[Collected data entries]
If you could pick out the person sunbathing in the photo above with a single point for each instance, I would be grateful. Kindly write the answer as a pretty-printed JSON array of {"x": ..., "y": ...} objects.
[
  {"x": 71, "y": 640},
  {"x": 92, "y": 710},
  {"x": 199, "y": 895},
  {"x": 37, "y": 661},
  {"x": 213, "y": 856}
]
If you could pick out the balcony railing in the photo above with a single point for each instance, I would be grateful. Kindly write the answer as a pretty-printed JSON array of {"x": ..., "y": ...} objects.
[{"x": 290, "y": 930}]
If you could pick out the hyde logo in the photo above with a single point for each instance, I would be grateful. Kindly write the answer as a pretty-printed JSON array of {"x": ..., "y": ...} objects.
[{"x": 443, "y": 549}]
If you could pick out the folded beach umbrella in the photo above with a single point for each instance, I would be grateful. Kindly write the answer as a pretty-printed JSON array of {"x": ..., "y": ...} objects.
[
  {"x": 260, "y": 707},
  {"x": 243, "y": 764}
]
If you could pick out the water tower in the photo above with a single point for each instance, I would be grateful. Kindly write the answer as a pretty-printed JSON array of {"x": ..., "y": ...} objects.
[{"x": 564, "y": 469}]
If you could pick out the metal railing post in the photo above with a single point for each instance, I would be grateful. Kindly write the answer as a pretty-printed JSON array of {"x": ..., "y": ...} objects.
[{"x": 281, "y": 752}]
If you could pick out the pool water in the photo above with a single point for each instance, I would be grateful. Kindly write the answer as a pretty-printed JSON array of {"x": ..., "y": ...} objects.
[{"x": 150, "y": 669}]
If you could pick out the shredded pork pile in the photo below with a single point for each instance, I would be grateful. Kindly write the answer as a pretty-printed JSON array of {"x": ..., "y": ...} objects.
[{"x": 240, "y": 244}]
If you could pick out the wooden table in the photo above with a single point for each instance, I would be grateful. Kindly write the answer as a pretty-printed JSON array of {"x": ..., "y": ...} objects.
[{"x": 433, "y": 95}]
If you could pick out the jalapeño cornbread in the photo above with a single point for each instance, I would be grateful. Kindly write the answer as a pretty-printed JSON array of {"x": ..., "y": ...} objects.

### Task objective
Only the lines from the one bearing "If you could pick out the wooden" through the end of the entries above belong in the answer, each one exactly as given.

### Answer to this problem
If you could pick out the wooden table in the photo above with a single point for each instance, I would be grateful. Kindly write the answer as a pretty-printed JSON array of {"x": ..., "y": ...} objects.
[{"x": 433, "y": 95}]
If you could pick out the jalapeño cornbread in the photo above with a single point for each instance, I would be grateful. Kindly write the answer as a pretty-printed JSON array of {"x": ..., "y": ...} objects.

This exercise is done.